(Text Opens)

Birdsong delights listeners and intrigues evolutionary ecologists. Female birds are thought to preferentially mate with males with more complex or extravagant songs. But why should females prefer these males? What information does a male's song convey?
Jane M. Reid and fellow researchers studied a population of song sparrows inhabiting Mandarte Island, British Columbia, Canada, where males sing elaborate repertoires of songs.
They found that male sparrows with larger song repertoire sizes contributed more offspring and grand-offspring to the breeding population on Mandarte. This was because these males lived longer and reared more hatched chicks to independence from parental care, not because the females who mated to males with larger repertoires laid or hatched more eggs.
Furthermore, they discovered that independent offspring of males with larger repertoires were more likely to survive to breed and then to leave more grand-offspring than independent offspring of males with small repertoires.
This effect of paternal repertoire size on offspring performance was stronger in sons than in daughters.
Although they do not yet know whether these patterns reflect genetic or environmental effects on males or their offspring, their results suggest that female song sparrows would leave more descendants in both current and subsequent generations by pairing with males with large song repertoires.
This article by Jane M. Reid, Peter Arcese, Alice L. E. V. Cassidy, Sara M. Hiebert, James N. M. Smith, Philip K. Stoddard, Amy B. Marr, and Lukas F. Keller will appear in the March 2005 issue of The American Naturalist.

(Text Closes)
(Extracted material Opens)

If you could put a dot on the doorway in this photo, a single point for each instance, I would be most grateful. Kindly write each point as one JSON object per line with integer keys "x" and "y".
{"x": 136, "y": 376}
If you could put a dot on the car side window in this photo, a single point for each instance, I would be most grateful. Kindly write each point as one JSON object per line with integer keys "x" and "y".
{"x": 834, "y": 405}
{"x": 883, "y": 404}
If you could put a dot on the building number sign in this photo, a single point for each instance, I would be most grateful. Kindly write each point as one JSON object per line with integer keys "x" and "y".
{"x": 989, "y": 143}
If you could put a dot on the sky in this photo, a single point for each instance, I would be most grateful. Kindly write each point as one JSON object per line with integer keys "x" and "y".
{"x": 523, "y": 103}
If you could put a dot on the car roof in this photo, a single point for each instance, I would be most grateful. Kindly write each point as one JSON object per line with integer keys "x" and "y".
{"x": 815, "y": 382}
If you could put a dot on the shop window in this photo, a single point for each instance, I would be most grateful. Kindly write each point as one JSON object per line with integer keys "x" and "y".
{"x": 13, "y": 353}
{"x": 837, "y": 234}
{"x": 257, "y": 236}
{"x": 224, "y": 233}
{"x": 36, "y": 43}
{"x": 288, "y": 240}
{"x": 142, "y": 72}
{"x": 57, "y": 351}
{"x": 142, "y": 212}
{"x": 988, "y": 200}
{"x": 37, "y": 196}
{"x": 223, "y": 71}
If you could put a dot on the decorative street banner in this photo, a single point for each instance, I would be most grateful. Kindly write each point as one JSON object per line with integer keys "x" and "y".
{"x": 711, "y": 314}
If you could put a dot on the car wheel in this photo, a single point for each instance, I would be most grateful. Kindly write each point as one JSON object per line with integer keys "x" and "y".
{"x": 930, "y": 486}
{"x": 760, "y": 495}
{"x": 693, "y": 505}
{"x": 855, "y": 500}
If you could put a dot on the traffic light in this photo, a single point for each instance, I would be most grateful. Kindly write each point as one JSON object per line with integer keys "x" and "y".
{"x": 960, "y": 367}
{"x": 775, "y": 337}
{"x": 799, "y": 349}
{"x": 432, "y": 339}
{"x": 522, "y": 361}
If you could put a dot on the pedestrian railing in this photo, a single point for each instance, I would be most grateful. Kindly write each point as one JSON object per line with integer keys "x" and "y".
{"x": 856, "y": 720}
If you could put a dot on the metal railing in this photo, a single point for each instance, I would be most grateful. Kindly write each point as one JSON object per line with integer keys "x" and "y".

(Extracted material Closes)

• [Exercises to complete]:
**1.** According to the song sparrow text, where did the studied population of song sparrows live?
**2.** List every author named in the song sparrow text.

• [Completed exercise]:
**1.** Mandarte Island, British Columbia, Canada

**2.**
Jane M. Reid
Peter Arcese
Alice L. E. V. Cassidy
Sara M. Hiebert
James N. M. Smith
Philip K. Stoddard
Amy B. Marr
Lukas F. Keller